| Text extract |
▬▬▬
Juneau welcomes North Pacific Fishery Management Council 060513 NEWS 1 Capital City Weekly You might not notice much fanfare, but today, Wednesday the 5th, is a big day for Juneau. It is the opening day of the 214th plenary session of the North Pacific Fishery Management Council - meeting in Juneau for the first time in more than 20 years. As Regional Administrator for NOAA's National Marine Fisheries Service Alaska Region, and on behalf of the City and Borough of Juneau, I'd like to welcome the Council and meeting attendees to Southeast Alaska.
Wednesday, June 05, 2013

Story last updated at 6/5/2013 - 2:09 pm

Juneau welcomes North Pacific Fishery Management Council

You might not notice much fanfare, but today, Wednesday the 5th, is a big day for Juneau. It is the opening day of the 214th plenary session of the North Pacific Fishery Management Council - meeting in Juneau for the first time in more than 20 years. As Regional Administrator for NOAA's National Marine Fisheries Service Alaska Region, and on behalf of the City and Borough of Juneau, I'd like to welcome the Council and meeting attendees to Southeast Alaska.

Alaska's federally-managed fisheries are known worldwide as being among the most sustainable and valuable fisheries on the planet-worth billions to the U.S. economy and an important component of Alaska's seafood industry, the largest private sector employer in the State. In fact, about 60 percent of all seafood caught in U.S. waters comes from Alaska.

The NPFMC plays a lead role in the sustainable management of Alaska's billion-dollar fisheries. It is one of eight regional fishery management councils established when Congress passed the Magnuson-Stevens Fishery Conservation and Management Act, originally enacted in 1976. Alaska's very own Senator Ted Stevens was one of the co-authors of this act. The Magnuson-Stevens Act established the U.S. Exclusive Economic Zone from 3-200 nautical miles offshore. This law, reauthorized twice and currently undergoing reauthorization hearings in Congress, is essentially our country's roadmap to sustainable management of our nation's fisheries. It directs NOAA Fisheries and the Councils to work together to get the most out of our fisheries for food and economic well-being, while conserving ecosystem health and fish stocks for continued productivity to benefit future generations of fishing families and coastal communities.

Anyone involved in fisheries can attest to how complicated fisheries management can be. Here is a simple explanation of how NOAA Fisheries Alaska Region, part of the Department of Commerce, works. NOAA scientists at the Alaska Fisheries Science Center - working with State and academic partners - do the science, which supports Alaska's fisheries management decisions. They conduct surveys aboard research vessels to gather information needed to determine stock assessments for fish species in Alaska waters. Our scientists also monitor populations of marine mammals and study other marine life, such as phytoplankton - all-important ingredients in a healthy, biodiverse ecosystem.

This scientific information is then provided to the NPFMC. The Council, along with its scientific and advisory committees, is made up of all the key stakeholders in Alaska's fisheries - folks from Oregon, Washington, and Alaska; from environmental groups, Alaska Native entities, recreational and commercial fishing interests, NOAA Fisheries and other federal agencies, and one of our most important partners, the State of Alaska. We all work together to develop alternatives for the best management of Alaska's fisheries. Members of the public are encouraged to provide input into the fishery management process through comments and public testimony at Council meetings. The Council considers a wide range of factors - from health of fishery stocks to economic impacts of fishery practices - when making decisions on research priorities, management, and regulations.
▬▬▬
| Records provided |
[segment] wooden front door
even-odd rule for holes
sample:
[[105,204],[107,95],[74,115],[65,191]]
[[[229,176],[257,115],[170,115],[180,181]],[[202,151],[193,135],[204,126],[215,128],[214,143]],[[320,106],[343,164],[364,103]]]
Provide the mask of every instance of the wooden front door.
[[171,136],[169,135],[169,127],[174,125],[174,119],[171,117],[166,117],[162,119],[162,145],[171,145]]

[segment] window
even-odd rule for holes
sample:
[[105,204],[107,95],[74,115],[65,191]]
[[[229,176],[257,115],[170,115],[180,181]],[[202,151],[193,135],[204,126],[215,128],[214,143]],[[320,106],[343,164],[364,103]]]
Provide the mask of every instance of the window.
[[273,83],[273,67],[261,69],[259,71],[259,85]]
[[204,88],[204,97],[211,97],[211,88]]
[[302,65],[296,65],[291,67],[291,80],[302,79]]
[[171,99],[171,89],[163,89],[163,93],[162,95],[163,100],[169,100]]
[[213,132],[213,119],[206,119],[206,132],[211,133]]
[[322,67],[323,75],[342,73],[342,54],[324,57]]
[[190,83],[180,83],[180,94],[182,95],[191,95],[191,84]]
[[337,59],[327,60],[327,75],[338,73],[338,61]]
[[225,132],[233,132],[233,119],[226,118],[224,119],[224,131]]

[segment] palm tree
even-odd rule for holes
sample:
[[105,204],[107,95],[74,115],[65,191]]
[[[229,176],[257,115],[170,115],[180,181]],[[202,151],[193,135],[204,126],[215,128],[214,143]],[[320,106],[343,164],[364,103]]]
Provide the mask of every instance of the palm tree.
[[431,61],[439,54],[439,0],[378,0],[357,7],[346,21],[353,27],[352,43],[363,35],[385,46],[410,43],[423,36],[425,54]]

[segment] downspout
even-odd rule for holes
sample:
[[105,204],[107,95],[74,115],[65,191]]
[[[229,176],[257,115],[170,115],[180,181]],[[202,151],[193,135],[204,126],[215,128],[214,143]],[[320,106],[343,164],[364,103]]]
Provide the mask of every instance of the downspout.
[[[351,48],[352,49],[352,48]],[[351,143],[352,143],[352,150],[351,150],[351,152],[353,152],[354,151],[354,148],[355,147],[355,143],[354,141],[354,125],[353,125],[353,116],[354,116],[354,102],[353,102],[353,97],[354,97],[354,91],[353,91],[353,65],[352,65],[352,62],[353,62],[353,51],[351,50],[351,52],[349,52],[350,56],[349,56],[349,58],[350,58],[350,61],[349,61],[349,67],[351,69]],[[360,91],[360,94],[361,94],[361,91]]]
▬▬▬
| Tasks for this exercise |
a) Decide whether each statement agrees with the Juneau council article, and support each yes or no with the exact words from the article that settle it. (i) The Council's session marks its first meeting in Juneau in more than 20 years. (ii) About 80 percent of all seafood caught in U.S. waters comes from Alaska. (iii) The NPFMC is one of ten regional fishery management councils.
b) Reproduce the Juneau council article word for word from "This scientific information" to "management, and regulations.".

| The results |
a)
(i) Yes: "meeting in Juneau for the first time in more than 20 years"
(ii) No: "about 60 percent of all seafood caught in U.S. waters comes from Alaska"
(iii) No: "It is one of eight regional fishery management councils"

b)
This scientific information is then provided to the NPFMC. The Council, along with its scientific and advisory committees, is made up of all the key stakeholders in Alaska's fisheries - folks from Oregon, Washington, and Alaska; from environmental groups, Alaska Native entities, recreational and commercial fishing interests, NOAA Fisheries and other federal agencies, and one of our most important partners, the State of Alaska. We all work together to develop alternatives for the best management of Alaska's fisheries. Members of the public are encouraged to provide input into the fishery management process through comments and public testimony at Council meetings. The Council considers a wide range of factors - from health of fishery stocks to economic impacts of fishery practices - when making decisions on research priorities, management, and regulations.